## WRITTEN EXERCISE:
Filter the entries below and copy each line that includes the string "above".
##### THE DATA
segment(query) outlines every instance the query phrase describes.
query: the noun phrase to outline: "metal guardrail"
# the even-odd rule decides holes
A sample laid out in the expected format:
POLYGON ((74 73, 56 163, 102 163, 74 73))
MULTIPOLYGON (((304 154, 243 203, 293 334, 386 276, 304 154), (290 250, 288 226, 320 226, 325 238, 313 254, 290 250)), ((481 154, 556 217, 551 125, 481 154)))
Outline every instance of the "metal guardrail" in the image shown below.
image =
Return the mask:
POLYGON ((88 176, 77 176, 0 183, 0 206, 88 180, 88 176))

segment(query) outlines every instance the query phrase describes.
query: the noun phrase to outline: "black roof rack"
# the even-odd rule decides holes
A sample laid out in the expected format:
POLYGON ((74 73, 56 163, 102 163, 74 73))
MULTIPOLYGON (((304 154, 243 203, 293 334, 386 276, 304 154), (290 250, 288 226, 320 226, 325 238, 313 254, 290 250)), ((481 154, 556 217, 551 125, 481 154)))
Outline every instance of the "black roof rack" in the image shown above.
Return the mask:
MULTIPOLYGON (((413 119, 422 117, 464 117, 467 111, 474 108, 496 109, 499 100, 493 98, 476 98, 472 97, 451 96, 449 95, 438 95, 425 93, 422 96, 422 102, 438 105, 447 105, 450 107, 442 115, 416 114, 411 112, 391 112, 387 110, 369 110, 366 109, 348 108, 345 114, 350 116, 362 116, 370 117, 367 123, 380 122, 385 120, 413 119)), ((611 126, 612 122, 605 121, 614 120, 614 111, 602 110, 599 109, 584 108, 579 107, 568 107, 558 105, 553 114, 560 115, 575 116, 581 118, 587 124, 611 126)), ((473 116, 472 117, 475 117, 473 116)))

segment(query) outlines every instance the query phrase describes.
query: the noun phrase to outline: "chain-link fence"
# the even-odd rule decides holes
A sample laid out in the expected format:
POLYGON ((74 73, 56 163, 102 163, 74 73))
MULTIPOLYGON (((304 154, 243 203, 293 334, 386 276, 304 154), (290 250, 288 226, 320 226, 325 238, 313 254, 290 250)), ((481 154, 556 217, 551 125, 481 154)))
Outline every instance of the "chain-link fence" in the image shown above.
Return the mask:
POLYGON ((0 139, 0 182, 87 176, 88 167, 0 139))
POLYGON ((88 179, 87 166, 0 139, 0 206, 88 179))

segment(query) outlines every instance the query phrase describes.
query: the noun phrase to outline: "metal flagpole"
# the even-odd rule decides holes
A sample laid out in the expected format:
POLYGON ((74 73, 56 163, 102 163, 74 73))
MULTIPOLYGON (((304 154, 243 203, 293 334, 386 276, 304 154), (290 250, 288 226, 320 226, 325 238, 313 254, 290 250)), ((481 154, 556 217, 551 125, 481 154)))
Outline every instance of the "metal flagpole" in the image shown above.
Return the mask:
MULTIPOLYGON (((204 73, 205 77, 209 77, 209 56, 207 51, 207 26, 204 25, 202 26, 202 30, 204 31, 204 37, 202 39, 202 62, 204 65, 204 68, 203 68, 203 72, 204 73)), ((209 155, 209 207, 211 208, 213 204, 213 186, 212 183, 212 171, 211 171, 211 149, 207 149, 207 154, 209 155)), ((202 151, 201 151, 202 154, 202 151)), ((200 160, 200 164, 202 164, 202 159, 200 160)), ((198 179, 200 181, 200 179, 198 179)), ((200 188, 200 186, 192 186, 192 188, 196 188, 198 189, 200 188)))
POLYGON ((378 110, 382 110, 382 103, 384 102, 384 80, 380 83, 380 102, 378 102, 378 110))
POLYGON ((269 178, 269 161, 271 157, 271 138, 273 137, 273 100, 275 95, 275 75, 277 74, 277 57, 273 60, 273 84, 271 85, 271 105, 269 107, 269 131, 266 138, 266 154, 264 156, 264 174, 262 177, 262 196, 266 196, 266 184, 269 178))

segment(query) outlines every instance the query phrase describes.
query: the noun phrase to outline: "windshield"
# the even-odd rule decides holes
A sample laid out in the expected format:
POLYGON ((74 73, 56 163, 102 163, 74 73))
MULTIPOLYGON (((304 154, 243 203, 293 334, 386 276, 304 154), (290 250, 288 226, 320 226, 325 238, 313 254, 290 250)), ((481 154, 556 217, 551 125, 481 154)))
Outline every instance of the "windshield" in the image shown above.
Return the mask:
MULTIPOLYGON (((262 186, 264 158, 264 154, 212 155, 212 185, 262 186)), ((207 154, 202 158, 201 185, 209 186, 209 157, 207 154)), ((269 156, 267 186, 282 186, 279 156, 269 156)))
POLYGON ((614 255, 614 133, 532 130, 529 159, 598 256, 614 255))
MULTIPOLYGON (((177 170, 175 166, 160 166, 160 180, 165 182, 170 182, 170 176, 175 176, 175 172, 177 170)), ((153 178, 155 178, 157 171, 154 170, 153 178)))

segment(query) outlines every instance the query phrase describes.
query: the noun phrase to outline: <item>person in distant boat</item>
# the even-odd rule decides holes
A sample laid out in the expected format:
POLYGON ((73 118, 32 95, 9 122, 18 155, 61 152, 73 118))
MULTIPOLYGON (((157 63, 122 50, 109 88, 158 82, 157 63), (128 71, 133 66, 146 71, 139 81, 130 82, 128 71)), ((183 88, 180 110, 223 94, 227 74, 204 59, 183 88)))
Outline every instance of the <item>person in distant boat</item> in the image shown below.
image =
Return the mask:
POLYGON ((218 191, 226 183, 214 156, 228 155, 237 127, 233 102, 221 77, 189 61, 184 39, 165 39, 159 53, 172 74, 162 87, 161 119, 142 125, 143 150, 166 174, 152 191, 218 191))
##########
## FINISHED EXERCISE:
Outline every instance of the "black roof rack" in the image shown above.
Outline every instance of the "chain-link fence" in the image shown above.
Outline every instance of the "metal flagpole" in the image shown above.
Outline every instance of the "windshield" in the image shown above.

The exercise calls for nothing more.